--- START ---
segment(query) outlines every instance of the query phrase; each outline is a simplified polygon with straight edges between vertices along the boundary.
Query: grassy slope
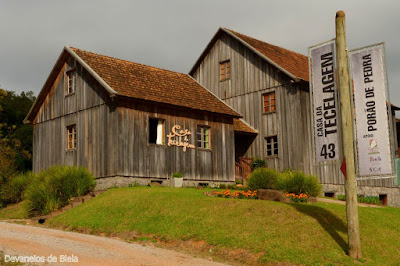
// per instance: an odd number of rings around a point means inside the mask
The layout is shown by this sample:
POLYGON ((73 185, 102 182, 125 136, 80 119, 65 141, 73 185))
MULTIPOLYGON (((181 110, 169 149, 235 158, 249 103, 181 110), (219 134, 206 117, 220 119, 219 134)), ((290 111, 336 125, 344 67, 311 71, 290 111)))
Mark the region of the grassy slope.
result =
POLYGON ((12 204, 0 209, 0 220, 3 219, 27 219, 28 212, 24 208, 24 202, 12 204))
MULTIPOLYGON (((202 195, 174 188, 112 189, 53 218, 55 226, 97 232, 137 231, 167 240, 196 239, 262 252, 261 261, 328 264, 346 256, 345 206, 284 204, 202 195)), ((400 261, 400 210, 360 208, 362 249, 373 265, 400 261)))

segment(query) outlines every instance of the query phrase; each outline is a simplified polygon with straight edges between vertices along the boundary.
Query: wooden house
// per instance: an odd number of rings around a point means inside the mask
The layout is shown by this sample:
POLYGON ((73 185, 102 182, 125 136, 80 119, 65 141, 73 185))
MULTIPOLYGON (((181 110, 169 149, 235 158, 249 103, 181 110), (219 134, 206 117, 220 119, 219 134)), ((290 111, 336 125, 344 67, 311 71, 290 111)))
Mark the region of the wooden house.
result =
POLYGON ((65 47, 33 104, 33 171, 87 167, 98 187, 234 181, 234 132, 255 132, 190 75, 65 47))
MULTIPOLYGON (((189 74, 258 132, 256 137, 235 134, 237 169, 247 167, 246 158, 266 158, 277 170, 318 176, 327 195, 344 194, 340 163, 313 160, 306 56, 220 28, 189 74)), ((358 181, 358 193, 400 206, 393 178, 358 181)))

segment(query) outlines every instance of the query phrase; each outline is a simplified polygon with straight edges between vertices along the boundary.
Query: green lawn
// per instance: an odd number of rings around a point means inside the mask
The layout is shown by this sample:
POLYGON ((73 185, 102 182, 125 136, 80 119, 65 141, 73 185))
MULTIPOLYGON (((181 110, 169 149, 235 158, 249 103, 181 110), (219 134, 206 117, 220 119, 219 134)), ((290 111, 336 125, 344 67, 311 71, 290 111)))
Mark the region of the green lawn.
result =
MULTIPOLYGON (((260 262, 351 264, 345 206, 285 204, 203 195, 192 188, 111 189, 50 220, 97 233, 136 231, 167 241, 204 240, 261 254, 260 262)), ((400 263, 400 209, 360 208, 362 262, 400 263)), ((359 262, 358 262, 359 263, 359 262)))

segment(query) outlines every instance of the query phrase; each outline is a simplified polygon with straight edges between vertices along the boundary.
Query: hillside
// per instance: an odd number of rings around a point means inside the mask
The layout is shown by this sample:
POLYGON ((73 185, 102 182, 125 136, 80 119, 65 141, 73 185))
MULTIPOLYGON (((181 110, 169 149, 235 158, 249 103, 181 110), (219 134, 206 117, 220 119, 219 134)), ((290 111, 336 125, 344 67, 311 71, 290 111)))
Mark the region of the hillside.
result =
MULTIPOLYGON (((89 233, 125 236, 128 241, 147 240, 240 264, 354 263, 345 252, 343 205, 225 199, 204 196, 203 192, 189 188, 111 189, 49 223, 89 233)), ((400 210, 360 208, 360 223, 361 262, 398 263, 400 210)))

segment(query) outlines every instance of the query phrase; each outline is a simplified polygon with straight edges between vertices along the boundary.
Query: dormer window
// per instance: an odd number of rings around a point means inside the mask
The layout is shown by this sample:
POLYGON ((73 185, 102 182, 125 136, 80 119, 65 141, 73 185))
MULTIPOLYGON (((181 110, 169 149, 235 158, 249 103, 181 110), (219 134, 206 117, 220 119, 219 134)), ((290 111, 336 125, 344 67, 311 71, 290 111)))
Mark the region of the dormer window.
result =
POLYGON ((219 80, 227 80, 231 78, 231 61, 226 60, 219 63, 219 80))
POLYGON ((76 91, 76 71, 70 70, 67 72, 67 95, 76 91))

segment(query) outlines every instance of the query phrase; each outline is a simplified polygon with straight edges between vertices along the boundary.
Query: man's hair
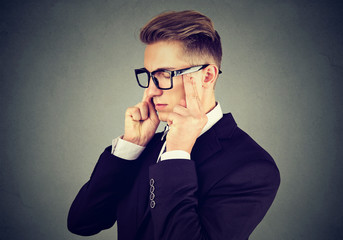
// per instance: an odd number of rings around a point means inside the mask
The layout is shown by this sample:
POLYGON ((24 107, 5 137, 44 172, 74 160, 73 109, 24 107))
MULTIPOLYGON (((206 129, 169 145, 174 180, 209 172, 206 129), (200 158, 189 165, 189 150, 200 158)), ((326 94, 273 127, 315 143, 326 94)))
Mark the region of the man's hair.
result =
POLYGON ((222 45, 211 19, 196 11, 169 11, 151 19, 140 32, 145 44, 180 41, 191 57, 212 57, 220 68, 222 45))

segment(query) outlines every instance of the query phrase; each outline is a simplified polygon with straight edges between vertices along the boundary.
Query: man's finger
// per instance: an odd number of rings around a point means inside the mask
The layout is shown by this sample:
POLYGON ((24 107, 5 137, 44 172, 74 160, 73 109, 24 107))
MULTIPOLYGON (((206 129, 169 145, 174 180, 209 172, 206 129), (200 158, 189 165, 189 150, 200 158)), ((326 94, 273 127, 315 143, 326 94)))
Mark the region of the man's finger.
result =
POLYGON ((150 116, 151 120, 159 121, 154 105, 151 102, 147 102, 147 104, 148 104, 149 116, 150 116))
POLYGON ((173 109, 174 113, 177 113, 181 116, 188 116, 189 115, 189 109, 181 106, 181 105, 176 105, 173 109))
POLYGON ((188 74, 183 75, 183 85, 185 88, 187 108, 191 110, 198 110, 200 101, 198 97, 198 92, 196 90, 193 79, 190 76, 188 76, 188 74))
POLYGON ((175 112, 171 112, 168 114, 168 118, 167 118, 167 123, 169 125, 169 127, 174 127, 173 125, 175 123, 180 122, 180 115, 175 113, 175 112))
POLYGON ((138 107, 131 107, 126 110, 126 115, 131 117, 134 121, 141 120, 141 112, 138 107))
POLYGON ((146 120, 149 117, 149 106, 147 102, 139 104, 139 110, 141 112, 142 120, 146 120))

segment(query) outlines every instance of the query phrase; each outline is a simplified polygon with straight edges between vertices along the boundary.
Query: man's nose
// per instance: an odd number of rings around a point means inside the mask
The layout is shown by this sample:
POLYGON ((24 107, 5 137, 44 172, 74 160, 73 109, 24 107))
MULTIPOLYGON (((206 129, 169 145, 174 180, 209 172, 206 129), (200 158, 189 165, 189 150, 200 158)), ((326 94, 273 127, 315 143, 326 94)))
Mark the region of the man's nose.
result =
POLYGON ((161 89, 158 89, 154 83, 154 81, 152 80, 152 78, 150 78, 150 83, 149 83, 149 87, 147 89, 147 95, 152 98, 154 96, 160 96, 162 95, 163 91, 161 89))

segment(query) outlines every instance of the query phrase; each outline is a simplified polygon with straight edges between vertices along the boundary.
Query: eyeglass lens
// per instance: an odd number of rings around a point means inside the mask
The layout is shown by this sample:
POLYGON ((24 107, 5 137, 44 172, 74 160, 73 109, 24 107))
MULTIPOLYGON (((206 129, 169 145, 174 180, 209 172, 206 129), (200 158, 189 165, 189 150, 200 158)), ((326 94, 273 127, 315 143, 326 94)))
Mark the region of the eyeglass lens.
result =
MULTIPOLYGON (((147 72, 142 72, 137 74, 139 83, 143 87, 147 87, 149 85, 149 74, 147 72)), ((170 88, 171 87, 171 78, 168 72, 156 72, 153 77, 155 81, 158 82, 158 87, 160 88, 170 88)))

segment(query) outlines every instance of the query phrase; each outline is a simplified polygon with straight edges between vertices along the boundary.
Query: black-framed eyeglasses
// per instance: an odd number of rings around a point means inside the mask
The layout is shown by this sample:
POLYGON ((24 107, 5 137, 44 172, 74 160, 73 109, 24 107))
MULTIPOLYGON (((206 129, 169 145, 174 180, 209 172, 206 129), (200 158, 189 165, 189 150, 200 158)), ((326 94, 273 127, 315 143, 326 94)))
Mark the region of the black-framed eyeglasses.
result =
MULTIPOLYGON (((180 70, 169 71, 166 69, 158 69, 153 72, 149 72, 145 68, 135 69, 136 79, 138 85, 142 88, 148 88, 150 78, 158 89, 168 90, 173 88, 173 77, 180 76, 183 74, 194 73, 206 68, 210 64, 194 66, 190 68, 184 68, 180 70)), ((221 71, 219 70, 219 74, 221 71)))

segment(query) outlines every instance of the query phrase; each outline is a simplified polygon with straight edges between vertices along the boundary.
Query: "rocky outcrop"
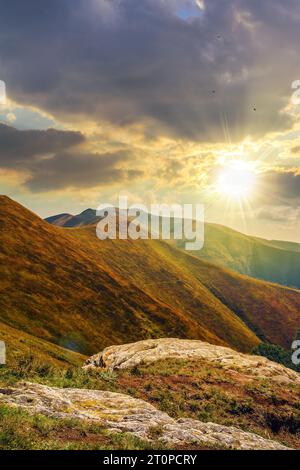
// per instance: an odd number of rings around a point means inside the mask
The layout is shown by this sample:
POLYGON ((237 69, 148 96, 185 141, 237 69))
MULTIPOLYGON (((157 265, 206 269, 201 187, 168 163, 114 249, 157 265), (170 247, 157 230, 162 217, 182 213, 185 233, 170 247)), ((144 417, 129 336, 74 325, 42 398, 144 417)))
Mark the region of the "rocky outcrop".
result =
POLYGON ((300 384, 297 372, 261 356, 242 354, 230 348, 215 346, 203 341, 174 338, 149 339, 137 343, 111 346, 89 358, 84 367, 127 369, 162 359, 203 359, 224 369, 268 378, 282 383, 300 384))
POLYGON ((233 450, 288 450, 278 442, 244 432, 233 426, 179 419, 163 427, 163 440, 173 445, 200 444, 233 450))
POLYGON ((193 444, 243 450, 287 449, 278 442, 235 427, 194 419, 175 420, 143 400, 113 392, 23 383, 16 388, 1 389, 0 403, 18 406, 31 413, 91 421, 109 431, 129 432, 149 441, 155 435, 156 440, 172 446, 193 444))

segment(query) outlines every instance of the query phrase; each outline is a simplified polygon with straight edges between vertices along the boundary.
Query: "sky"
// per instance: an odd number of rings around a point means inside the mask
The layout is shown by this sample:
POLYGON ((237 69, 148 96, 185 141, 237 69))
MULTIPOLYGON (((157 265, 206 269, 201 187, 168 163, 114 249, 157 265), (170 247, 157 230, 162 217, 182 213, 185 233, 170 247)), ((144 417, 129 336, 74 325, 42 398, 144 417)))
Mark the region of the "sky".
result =
POLYGON ((299 24, 298 0, 2 2, 1 194, 199 203, 300 242, 299 24))

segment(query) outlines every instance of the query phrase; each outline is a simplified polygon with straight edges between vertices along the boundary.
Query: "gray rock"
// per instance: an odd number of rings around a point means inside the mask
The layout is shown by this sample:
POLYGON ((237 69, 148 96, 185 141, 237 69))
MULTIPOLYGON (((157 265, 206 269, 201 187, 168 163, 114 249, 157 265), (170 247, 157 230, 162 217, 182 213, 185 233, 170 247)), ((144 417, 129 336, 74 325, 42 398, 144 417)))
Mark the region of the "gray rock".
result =
POLYGON ((137 343, 110 346, 89 358, 84 367, 128 369, 162 359, 203 359, 224 369, 245 375, 268 378, 280 383, 300 384, 297 372, 261 356, 242 354, 233 349, 198 340, 177 338, 149 339, 137 343))
POLYGON ((120 393, 23 383, 16 388, 1 389, 0 403, 21 407, 31 413, 98 423, 109 431, 129 432, 148 441, 152 440, 153 430, 159 429, 158 439, 169 445, 288 450, 278 442, 235 427, 194 419, 175 420, 143 400, 120 393))

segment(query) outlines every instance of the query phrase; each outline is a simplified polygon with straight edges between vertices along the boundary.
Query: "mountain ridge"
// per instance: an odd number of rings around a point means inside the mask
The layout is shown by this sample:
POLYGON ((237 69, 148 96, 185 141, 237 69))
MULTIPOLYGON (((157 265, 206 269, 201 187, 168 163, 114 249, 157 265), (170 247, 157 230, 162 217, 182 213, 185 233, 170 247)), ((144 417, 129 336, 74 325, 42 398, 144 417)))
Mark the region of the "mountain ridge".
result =
POLYGON ((300 323, 298 291, 162 241, 101 242, 94 230, 51 226, 0 198, 1 320, 84 354, 162 336, 241 351, 261 339, 290 346, 300 323))
MULTIPOLYGON (((66 228, 93 225, 100 220, 93 209, 70 218, 64 214, 56 217, 45 220, 66 228)), ((176 223, 171 218, 171 231, 176 223)), ((172 240, 170 243, 184 249, 185 241, 172 240)), ((297 243, 266 240, 224 225, 205 223, 204 247, 193 255, 240 274, 300 289, 300 244, 297 243)))

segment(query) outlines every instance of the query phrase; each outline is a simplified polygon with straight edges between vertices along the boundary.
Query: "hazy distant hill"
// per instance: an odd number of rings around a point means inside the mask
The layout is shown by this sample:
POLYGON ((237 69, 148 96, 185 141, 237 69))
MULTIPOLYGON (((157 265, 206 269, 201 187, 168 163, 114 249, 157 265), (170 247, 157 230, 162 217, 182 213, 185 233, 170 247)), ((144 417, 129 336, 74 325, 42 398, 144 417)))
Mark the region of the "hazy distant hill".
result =
POLYGON ((201 259, 258 279, 300 288, 300 245, 250 237, 227 227, 205 226, 201 259))
POLYGON ((48 217, 46 221, 58 227, 81 227, 82 225, 96 223, 97 217, 95 210, 86 209, 78 215, 58 214, 53 217, 48 217))
POLYGON ((280 240, 263 240, 263 242, 275 248, 280 248, 281 250, 295 251, 297 253, 300 253, 300 243, 285 242, 280 240))
MULTIPOLYGON (((64 227, 91 225, 97 220, 92 209, 76 216, 61 214, 46 219, 64 227)), ((172 228, 174 223, 178 222, 171 220, 172 228)), ((176 247, 183 248, 184 243, 184 240, 177 241, 176 247)), ((264 240, 207 223, 204 248, 192 255, 257 279, 300 288, 300 244, 297 243, 264 240)))

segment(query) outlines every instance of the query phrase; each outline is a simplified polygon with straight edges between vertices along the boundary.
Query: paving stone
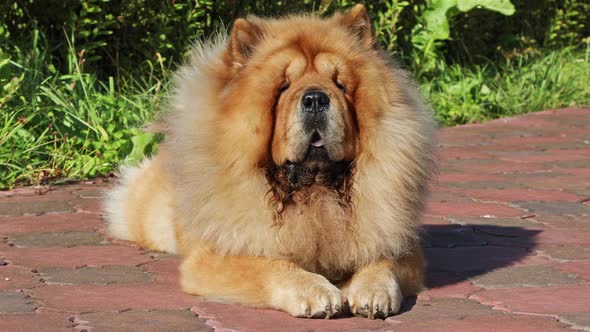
--- END ---
Assignment: Whenever a line in the preceding entries includes the word "black", count it, and state the total alone.

Output: 2